* Problem to solve
Copy out all of the lines below word for word, leaving out any pictures.

* Data for this task

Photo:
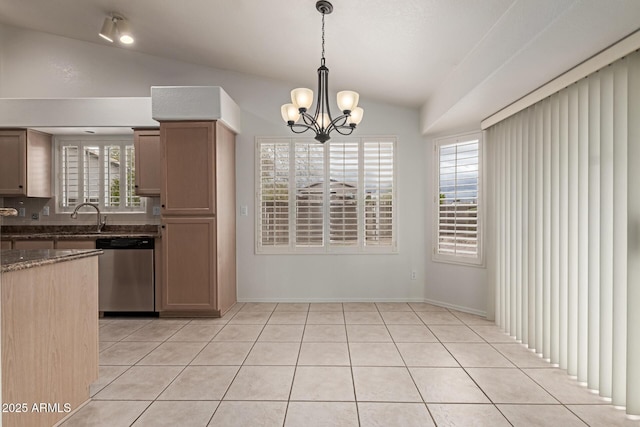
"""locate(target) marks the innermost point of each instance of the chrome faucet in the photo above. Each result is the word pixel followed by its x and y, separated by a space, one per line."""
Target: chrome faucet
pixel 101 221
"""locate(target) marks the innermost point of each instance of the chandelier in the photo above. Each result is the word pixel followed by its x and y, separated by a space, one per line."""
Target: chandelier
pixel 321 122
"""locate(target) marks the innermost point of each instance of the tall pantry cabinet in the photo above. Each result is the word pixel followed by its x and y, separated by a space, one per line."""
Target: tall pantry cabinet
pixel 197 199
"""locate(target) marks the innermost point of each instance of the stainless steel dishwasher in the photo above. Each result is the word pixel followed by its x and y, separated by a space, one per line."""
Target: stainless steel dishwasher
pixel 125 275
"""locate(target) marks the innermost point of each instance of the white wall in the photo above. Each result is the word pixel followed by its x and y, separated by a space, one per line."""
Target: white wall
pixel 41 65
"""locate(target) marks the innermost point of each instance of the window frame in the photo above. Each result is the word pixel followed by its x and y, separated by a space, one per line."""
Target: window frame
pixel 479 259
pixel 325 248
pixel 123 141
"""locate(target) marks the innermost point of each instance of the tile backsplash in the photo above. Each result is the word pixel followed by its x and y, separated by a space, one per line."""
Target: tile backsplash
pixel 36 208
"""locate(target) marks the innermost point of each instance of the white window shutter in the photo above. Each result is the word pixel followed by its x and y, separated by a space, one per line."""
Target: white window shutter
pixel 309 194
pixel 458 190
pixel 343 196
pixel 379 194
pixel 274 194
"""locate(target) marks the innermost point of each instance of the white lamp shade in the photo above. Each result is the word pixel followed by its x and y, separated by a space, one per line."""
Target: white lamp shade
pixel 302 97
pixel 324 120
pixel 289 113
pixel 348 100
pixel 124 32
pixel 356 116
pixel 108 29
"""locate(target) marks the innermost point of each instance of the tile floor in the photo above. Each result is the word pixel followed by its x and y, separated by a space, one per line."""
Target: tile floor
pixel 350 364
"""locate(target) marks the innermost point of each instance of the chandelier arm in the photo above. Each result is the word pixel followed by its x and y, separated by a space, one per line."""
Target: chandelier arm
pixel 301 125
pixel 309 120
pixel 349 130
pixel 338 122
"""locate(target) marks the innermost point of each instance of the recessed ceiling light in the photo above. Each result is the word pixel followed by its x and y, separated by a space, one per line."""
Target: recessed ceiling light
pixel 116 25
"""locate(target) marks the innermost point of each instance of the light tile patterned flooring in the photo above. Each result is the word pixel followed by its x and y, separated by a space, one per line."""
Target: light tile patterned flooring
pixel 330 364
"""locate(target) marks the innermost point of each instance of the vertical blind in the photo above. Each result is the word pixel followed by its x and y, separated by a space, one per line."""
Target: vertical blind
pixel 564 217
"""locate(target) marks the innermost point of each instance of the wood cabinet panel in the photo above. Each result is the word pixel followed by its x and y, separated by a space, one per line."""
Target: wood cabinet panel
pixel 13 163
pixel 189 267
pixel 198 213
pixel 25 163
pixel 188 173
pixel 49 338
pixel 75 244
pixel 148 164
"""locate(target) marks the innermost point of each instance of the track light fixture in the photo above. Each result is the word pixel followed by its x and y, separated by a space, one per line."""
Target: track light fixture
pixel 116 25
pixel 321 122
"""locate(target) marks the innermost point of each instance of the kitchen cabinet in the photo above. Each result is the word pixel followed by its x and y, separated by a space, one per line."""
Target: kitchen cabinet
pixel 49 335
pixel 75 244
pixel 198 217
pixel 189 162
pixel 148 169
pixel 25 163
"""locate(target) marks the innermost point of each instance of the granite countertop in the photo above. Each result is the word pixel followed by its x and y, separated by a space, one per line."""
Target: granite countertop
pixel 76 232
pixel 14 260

* Answer to the task
Photo:
"""locate(target) marks the innermost point of each instance of the chrome faucet in the photo above. Each result is the word pixel followed by its x and y, separated by a space, one per line."""
Target: chrome faucet
pixel 101 221
"""locate(target) marks the innermost point of each instance of the chandelier in the photo above. Each result is the word pixel followed by its x and y, separated by a space, one per line."""
Target: chandelier
pixel 321 122
"""locate(target) marks the innermost point of each instance of the tall pantry cabinet in the photo above. Each result is the word pixel followed by its x and y, separated by a space, one per line."""
Target: tall pantry cabinet
pixel 197 199
"""locate(target) marks the innermost point of each instance of the stainless steel dishwasher in the photo above. Each result is the word pixel followed by its x and y, separated by a space, one per line."""
Target: stainless steel dishwasher
pixel 125 275
"""locate(target) marks the innermost point of each instance of the white wall in the photo above. Each result is the word pixel followed by its x and y, separated by a space, one per line."""
Target: white wall
pixel 41 65
"""locate(target) marks the innermost point of each instance of the window frame in the photo above. Each result is the word pixel followed by its x and y, separated by a space, one per line."""
Target: window frame
pixel 479 259
pixel 325 248
pixel 123 141
"""locate(target) marks the innermost point of each instance of the tile backsplash in the photo above. Each result is the word pixel followed by its x and y, separated by a space, one per line."""
Target: tile backsplash
pixel 36 208
"""locate(target) marks the innermost point of each instance of the white window shutter in the photo above. Each result is the word pixel followed by its x and y, separated by a space, one per line."""
Target: white window shutter
pixel 309 194
pixel 458 190
pixel 343 196
pixel 379 194
pixel 274 194
"""locate(target) marks the innermost point of each instance of the white lamp shade in the photo above. Each result is the word pixel followed by its x and y, separated by a space, one per line."""
Target: white lamp shade
pixel 302 97
pixel 324 120
pixel 289 113
pixel 348 100
pixel 124 32
pixel 356 116
pixel 108 29
"""locate(target) marks the innermost point of each instance of the tile floor in the photo above. Each result is the word pixel followed by its x and y, separated by a space, one per line."""
Target: tile floor
pixel 350 364
"""locate(target) marks the innermost point of each instance of the chandelier arm in the photo above. Each result is the word pixel followed by its x and y, separated by a space, one per line."""
Target: chandelier arm
pixel 301 125
pixel 309 120
pixel 349 130
pixel 338 122
"""locate(target) marks the innermost point of each instance of the recessed ceiling light in the photo above. Each result is the word pixel followed by its x and y, separated by a space, one per line."""
Target: recessed ceiling light
pixel 116 25
"""locate(target) marks the innermost point of each instance of the light tile patterned flooring in the photo above. Each result is the word pixel followed by its x and y, separated by a space, one per line."""
Target: light tile patterned flooring
pixel 330 364
"""locate(target) marks the innermost point of each instance of the vertical blind in the photo above. Each result is the word pixel followed by its x and y, separated by a space, one per line."""
Target: vertical blind
pixel 564 217
"""locate(target) marks the innermost point of each instance of the wood cabinet panel in the photo above. Each result is the word pixel followed by its x and y, separated by a space, one per line."""
Target: wood cabinet panel
pixel 13 163
pixel 189 267
pixel 198 213
pixel 25 163
pixel 188 173
pixel 49 338
pixel 75 244
pixel 148 164
"""locate(target) marks the innermost point of each instance of the track light fixture in the photo above. Each result is the word pixel followed by its x and y, separated by a space, one per line."""
Target: track light fixture
pixel 116 25
pixel 321 122
"""locate(target) marks the innermost point of each instance of the kitchen cabinet in the photo above. Each result is the word pixel followed by its x and y, separated by a space, one per line."""
Target: kitchen cabinet
pixel 49 335
pixel 75 244
pixel 198 217
pixel 189 162
pixel 148 169
pixel 25 163
"""locate(target) marks the innermost point of each instance of the granite countertop in the photo above. Each result is the word pixel followed by its x and y, separated by a space, one per line."""
Target: granite countertop
pixel 76 232
pixel 14 260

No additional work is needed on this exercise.